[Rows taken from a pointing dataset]
------------------------------

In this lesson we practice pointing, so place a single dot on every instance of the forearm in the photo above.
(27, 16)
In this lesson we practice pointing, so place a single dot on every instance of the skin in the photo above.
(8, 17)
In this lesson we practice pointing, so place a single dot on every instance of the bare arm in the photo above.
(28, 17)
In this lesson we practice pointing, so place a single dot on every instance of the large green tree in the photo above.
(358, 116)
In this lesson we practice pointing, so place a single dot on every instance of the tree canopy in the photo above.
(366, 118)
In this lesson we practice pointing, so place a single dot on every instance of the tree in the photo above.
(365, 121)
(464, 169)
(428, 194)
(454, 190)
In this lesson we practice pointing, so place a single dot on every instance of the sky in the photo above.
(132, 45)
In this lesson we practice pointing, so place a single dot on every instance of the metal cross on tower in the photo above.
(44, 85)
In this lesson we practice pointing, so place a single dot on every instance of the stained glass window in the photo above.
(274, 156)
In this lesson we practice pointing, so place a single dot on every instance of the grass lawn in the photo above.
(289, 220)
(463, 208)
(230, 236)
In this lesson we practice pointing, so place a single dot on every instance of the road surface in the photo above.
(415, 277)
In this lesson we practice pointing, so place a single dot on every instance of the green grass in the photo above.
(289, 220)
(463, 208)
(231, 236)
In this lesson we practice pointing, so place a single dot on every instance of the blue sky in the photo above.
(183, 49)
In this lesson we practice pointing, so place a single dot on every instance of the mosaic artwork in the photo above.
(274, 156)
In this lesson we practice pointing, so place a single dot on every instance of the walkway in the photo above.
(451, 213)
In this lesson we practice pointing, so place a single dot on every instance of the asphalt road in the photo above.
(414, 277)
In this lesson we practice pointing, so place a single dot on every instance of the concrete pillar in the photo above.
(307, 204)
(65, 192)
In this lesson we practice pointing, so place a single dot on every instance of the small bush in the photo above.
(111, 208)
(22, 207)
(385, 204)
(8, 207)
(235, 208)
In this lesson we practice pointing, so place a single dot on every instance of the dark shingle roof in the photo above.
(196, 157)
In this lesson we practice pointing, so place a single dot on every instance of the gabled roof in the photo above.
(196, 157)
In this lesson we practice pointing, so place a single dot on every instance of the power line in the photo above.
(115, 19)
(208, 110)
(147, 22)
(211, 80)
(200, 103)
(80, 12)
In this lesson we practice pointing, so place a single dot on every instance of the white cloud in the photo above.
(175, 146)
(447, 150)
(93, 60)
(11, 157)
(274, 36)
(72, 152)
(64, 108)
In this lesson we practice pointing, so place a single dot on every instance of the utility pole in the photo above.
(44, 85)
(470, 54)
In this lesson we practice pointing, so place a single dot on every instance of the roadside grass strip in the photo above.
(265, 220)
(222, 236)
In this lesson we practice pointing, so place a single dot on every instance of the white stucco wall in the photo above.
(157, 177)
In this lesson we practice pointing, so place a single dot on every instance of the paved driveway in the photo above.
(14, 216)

------------------------------

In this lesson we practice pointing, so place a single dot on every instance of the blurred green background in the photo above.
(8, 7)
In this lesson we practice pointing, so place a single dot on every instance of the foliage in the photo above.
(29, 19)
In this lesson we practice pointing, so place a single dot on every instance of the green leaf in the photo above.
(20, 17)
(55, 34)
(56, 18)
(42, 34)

------------------------------

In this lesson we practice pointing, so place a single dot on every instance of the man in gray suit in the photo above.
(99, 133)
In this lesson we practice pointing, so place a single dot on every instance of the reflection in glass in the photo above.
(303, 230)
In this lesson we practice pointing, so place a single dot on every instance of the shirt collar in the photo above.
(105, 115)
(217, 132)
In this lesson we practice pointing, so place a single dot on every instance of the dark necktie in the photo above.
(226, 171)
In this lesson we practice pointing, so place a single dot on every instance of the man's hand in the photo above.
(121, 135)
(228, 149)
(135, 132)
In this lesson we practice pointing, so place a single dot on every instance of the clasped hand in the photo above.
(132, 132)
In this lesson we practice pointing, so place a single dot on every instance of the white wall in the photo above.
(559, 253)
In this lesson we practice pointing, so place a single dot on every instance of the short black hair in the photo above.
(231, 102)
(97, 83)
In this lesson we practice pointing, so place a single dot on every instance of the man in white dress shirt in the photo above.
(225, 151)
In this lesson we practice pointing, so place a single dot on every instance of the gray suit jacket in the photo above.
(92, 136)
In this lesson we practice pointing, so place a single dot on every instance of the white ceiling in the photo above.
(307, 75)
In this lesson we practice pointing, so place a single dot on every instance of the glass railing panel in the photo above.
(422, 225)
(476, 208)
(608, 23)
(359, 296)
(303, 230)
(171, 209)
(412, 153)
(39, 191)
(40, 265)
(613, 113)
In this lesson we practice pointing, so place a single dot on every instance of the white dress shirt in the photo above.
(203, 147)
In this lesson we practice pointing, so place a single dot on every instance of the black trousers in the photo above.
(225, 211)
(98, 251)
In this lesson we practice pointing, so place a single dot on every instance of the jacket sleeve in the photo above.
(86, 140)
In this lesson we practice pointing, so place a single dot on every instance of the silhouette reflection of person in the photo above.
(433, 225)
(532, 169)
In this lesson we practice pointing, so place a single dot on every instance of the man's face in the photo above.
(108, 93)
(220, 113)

------------------------------

# What is asked:
Report each line of the records above that contains the string "reflection".

# Expected output:
In this lesson we practice pointing, so place a single dot on every instance of the reflection in glass in the photo above.
In this lesson we practice pointing, so place a single dot on every instance of the silhouette reflection of person in the photo above.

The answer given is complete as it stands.